(Exercise tasks)
• 1. Write out the part of the trenching plow text that runs from "[0008] The assessment" up to and including "trenching plow.".
• 2. In the trenching plow text, where does the transverse axis of the towing wings lie relative to the rest of the plow?
• 3. Carry on the seabed trenching plow text from its final sentence.

Such information is useful to understanding the orientation of and
the forces applied to the plow during the trenching process but
does not afford an assessment of the protective capabilities of a
trench.
[0008] The assessment is complicated because the composition of the
soil may change considerably along the path of the trench and the
depth of the trench along its path may vary somewhat from the depth
expected from a given design and adjustable configuration of the
trenching plow.
[0009] It is, therefore, an object of this invention to provide a
trenching plow capable of digging trenches deeper than can be dug
by known trenching plows. It is also an object of this invention to
provide a method for over-the-stern release and retrieval of a deep
digging trenching plow from a vessel into the sea and from the sea
onto the vessel. It is another object of this invention to provide
a method and instrumentation for assessing, on a real-time basis,
the ability of a trench to protect objects laid or buried in the
trench from damage by the impact of external objects.
SUMMARY OF THE INVENTION
[0010] In accordance with the invention a seabed trenching plow has
a chassis, a sled connected to a forward end of the chassis by
uprights and a towing assembly. The towing assembly has a pair of
wings extending laterally from each side of the chassis. The wings
are aligned on an axis transverse to the chassis and adapted for
connection to a towing line. The transverse axis is forward of the
center of gravity of the plow and rearward of the connection point
of the sled uprights to the chassis.
[0011] The method of releasing the seabed plow from a deck of a
vessel having a stern roller includes the steps of connecting the
plow to a towing line at a point forward of a center of gravity of
the plow and rearward of the sled uprights, causing the plow to
traverse along the deck and over the stern roller and allowing the
plow to rotate by gravitation about the stern roller until the plow
is suspended by the towing line from the vessel aft of the stern
roller.

(Pointing dataset excerpts)
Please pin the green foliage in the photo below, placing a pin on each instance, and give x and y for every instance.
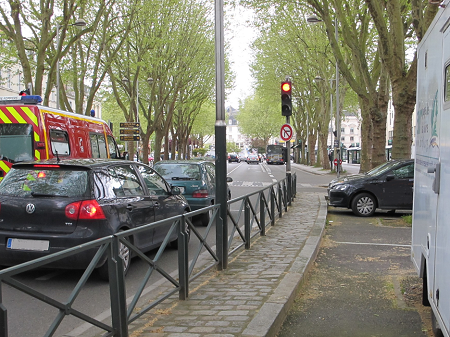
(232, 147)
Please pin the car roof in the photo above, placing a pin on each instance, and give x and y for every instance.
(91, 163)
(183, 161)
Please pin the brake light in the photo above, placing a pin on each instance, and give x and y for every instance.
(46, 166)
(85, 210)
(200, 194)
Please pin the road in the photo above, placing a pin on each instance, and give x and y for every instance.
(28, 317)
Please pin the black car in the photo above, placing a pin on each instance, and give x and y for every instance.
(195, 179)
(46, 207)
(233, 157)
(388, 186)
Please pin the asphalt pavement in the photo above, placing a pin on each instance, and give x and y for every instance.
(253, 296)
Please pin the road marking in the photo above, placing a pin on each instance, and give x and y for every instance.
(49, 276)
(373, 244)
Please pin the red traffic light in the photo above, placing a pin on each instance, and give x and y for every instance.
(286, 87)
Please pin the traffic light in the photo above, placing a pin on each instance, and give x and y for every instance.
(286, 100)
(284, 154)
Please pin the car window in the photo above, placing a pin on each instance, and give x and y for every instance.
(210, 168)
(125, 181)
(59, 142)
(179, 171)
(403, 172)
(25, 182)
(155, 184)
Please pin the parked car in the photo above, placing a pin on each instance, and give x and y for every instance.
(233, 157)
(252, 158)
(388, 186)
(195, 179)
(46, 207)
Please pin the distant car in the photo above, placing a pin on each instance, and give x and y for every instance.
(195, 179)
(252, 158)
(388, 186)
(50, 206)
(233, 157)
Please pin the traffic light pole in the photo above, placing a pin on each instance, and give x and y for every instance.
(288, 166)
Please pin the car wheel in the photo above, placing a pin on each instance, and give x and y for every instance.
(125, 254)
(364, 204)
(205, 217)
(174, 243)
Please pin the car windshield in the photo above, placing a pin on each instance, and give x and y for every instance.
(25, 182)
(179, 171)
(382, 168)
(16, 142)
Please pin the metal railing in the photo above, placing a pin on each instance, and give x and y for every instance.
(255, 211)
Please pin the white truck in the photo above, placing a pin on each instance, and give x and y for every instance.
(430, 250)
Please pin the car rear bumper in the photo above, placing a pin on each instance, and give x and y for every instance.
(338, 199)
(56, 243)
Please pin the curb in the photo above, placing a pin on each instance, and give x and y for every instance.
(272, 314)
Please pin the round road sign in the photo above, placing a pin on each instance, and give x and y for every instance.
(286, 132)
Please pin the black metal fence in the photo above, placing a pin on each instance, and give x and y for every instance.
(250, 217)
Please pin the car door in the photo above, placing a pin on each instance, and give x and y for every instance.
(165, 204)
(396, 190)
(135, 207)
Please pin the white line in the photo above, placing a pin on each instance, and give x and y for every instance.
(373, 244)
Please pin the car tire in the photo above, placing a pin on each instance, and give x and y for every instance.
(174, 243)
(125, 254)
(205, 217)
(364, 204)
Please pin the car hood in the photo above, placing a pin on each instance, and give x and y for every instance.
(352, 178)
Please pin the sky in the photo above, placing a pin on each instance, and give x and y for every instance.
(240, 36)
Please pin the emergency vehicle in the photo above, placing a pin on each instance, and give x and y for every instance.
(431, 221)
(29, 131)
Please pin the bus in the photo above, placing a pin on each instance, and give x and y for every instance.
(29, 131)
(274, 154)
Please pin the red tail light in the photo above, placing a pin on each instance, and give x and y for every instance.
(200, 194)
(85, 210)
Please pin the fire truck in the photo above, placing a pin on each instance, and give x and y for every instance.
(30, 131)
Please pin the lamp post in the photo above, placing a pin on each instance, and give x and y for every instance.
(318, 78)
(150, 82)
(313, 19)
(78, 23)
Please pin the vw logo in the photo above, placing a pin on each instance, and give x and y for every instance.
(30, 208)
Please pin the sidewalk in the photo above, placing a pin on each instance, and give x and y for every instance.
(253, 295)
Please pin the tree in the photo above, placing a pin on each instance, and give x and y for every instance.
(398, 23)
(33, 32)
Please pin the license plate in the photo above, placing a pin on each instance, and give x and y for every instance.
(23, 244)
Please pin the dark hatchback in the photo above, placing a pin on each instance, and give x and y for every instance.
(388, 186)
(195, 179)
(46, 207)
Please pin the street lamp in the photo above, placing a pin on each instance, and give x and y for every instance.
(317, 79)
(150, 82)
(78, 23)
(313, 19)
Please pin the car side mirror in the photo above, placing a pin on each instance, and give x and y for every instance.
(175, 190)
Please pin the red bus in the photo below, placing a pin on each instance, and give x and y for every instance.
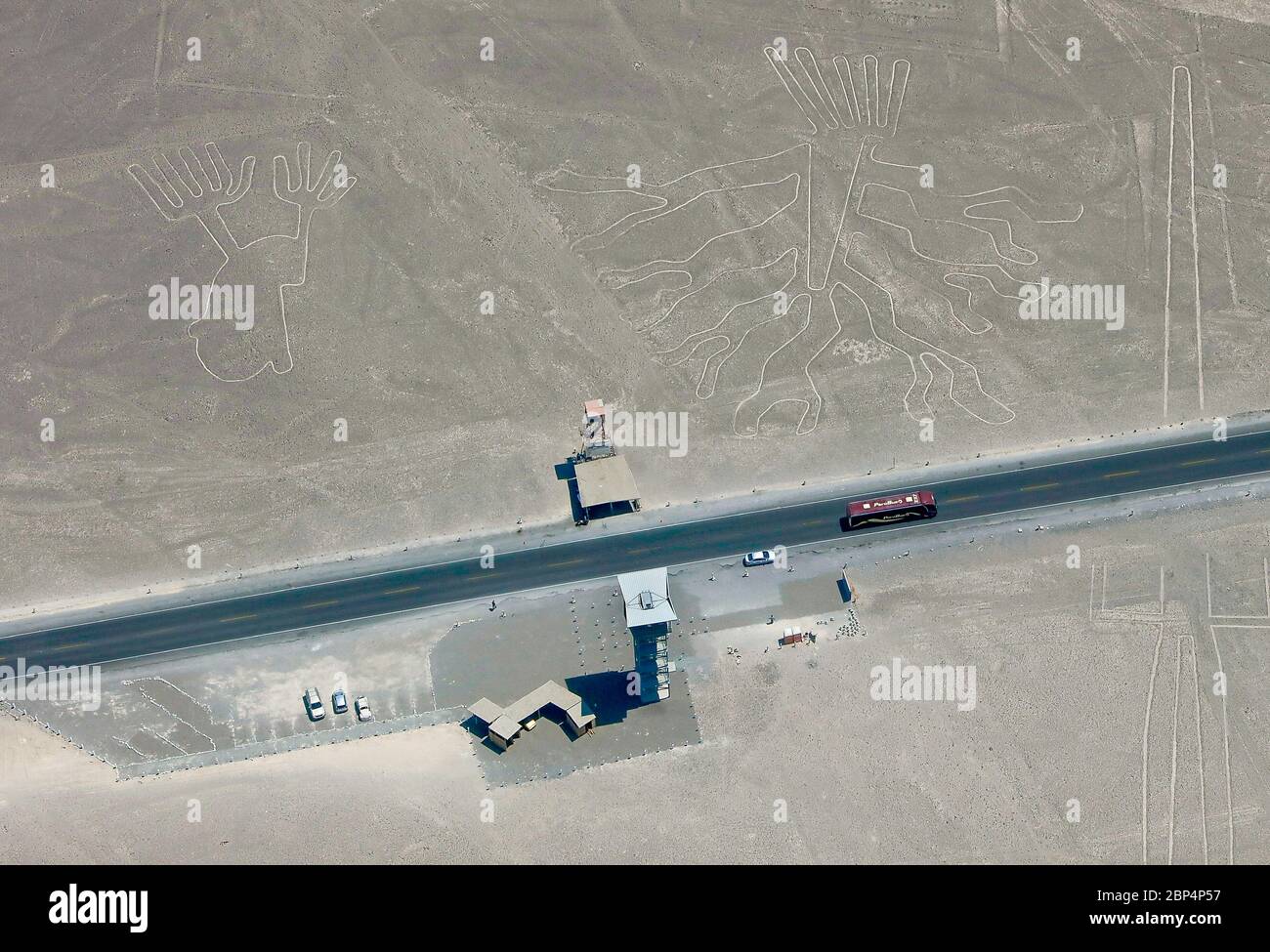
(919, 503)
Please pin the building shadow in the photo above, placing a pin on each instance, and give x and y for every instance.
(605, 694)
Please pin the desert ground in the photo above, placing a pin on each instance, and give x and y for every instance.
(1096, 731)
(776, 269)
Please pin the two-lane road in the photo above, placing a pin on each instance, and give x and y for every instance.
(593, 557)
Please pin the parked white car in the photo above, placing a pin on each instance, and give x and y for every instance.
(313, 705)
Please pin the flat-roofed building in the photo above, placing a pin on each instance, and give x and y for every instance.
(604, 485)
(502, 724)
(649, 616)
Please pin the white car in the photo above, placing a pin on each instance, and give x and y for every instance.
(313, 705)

---

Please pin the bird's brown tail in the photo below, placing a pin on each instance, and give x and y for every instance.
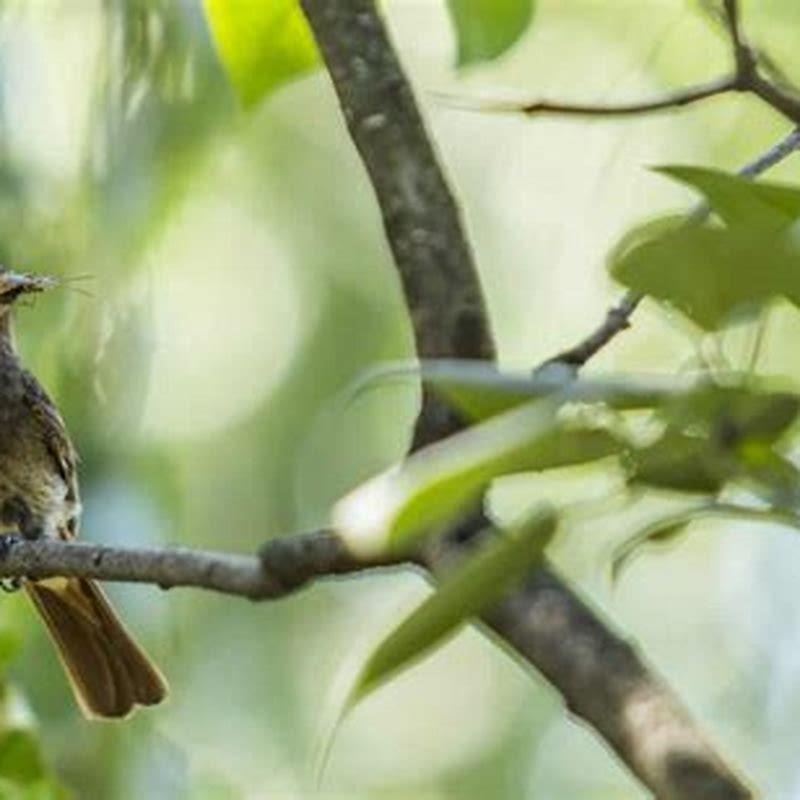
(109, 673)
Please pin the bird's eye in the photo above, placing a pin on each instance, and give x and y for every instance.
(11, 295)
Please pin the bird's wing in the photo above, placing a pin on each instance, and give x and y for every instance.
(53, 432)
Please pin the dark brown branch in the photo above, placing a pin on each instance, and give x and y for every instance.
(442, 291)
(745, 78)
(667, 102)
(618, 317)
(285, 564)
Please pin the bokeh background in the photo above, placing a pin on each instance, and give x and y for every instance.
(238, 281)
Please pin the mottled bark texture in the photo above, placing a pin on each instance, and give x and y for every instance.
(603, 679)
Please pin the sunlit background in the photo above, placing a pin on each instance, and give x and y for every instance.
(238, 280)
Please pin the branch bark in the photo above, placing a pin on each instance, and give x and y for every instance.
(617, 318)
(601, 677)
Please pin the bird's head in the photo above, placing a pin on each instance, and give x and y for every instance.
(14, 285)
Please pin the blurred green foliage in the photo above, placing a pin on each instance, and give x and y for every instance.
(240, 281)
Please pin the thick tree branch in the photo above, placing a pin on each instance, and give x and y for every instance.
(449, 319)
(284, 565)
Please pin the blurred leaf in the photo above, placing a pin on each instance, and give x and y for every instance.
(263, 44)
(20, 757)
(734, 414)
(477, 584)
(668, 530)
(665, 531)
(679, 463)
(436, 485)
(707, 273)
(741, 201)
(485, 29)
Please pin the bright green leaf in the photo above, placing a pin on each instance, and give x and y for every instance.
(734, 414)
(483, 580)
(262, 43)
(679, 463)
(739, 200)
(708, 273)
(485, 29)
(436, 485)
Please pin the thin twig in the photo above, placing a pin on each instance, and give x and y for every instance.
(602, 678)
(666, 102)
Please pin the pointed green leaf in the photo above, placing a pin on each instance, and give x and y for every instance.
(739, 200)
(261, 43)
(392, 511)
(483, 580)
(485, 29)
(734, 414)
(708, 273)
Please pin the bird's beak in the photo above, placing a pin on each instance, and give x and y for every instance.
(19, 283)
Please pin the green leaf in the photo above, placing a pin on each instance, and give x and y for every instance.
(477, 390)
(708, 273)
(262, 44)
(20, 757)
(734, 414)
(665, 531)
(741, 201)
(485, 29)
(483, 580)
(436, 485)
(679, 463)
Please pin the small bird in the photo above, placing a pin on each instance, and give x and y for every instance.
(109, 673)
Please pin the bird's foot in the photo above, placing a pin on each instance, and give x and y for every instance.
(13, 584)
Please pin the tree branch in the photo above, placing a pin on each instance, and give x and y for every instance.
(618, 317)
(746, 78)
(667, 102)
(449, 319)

(Answers by task)
• 1.
[0008] The assessment is complicated because the composition of the
soil may change considerably along the path of the trench and the
depth of the trench along its path may vary somewhat from the depth
expected from a given design and adjustable configuration of the
trenching plow.

• 2. It lies forward of the plow's center of gravity and rearward of the point where the sled uprights connect to the chassis.

• 3.
[0012] The method of retrieving the seabed plow from the deck of
the vessel includes the steps of raising the plow from the seabed
to the stern roller at the end of a towing line connected to the
plow at a point forward of a center of gravity of the plow and
rearward of the sled uprights and pulling the chassis to traverse
against and rotate about the stern roller until the plow is resting
on the deck of the vessel.
[0013] Also in accordance with the invention, a method for
assessing the protective capabilities of a seabed trench includes
the steps of generating a threshold signal indicative of a desired
composition of seabed-trench soil for a specific application,
pulling a trenching plow having a plow share with a soil-analyzing
tip along an intended trench path in the seabed, generating a
real-time data signal in response to the composition of the soil
analyzed by the soil-analyzing tip along the intended trench path
and comparing the real-time data signal to the threshold signal to
produce an alarm signal when the real-time data signal is not
protective-capability compliant with the threshold signal.
[0014] The step of generating the real-time data signal may include
the sub-steps of measuring the force required to pull the
soil-analyzing plow tip through the soil, the sleeve friction of
the soil, the pore pressure of the soil and the total pull force
applied by the pulling mechanism to the plow and combining the
measured data according to an algorithm predetermined to produce a
signal indicative of the composition of the soil being analyzed by
the soil-analyzing plow tip.
[0015] The sub-step of measuring may also include measuring the
depth of the soil-analyzing plow tip.
BRIEF DESCRIPTION OF THE DRAWINGS
[0016] Other objects and advantages of the invention will become
apparent upon reading the following detailed description and upon
reference to the drawings in which:
[0017] FIG. 1 is a perspective view of an over-the-stern trenching
plow utilizing a towing line assembly according to the
invention;
[0018] FIG. 2 is a side elevation view of the over-the-stern
trenching plow of FIG. 1,
[0019] FIGS. 3A-3H are side elevation views of the over-the-stern
trenching plow of FIG. 1 in sequential transition orientations
during retrieval of the over-the-stern trenching plow from the sea
to the stern deck of a transporting/towing vessel;
[0020] FIG. 4 is a side elevation view of the plow of FIG. 1
equipped with trench soil assessment instrumentation in accordance
with the invention; and
[0021] FIG. 5 is a schematic diagram of the trench soil assessment
instrumentation of FIG. 4.
[0022] While the invention will be described in connection with a
preferred embodiment thereof, it will be understood that it is not
intended to limit the invention to those embodiments or to the
details of the construction or arrangement of parts illustrated in
the accompanying drawings.
DETAILED DESCRIPTION
[0023] Turning first to FIGS. 1 and 2, a trenching plow weighing as
much as 100 tons or more includes a chassis 10, a sled 30, a plow
share 40, moldboards 50 and a towing assembly 70.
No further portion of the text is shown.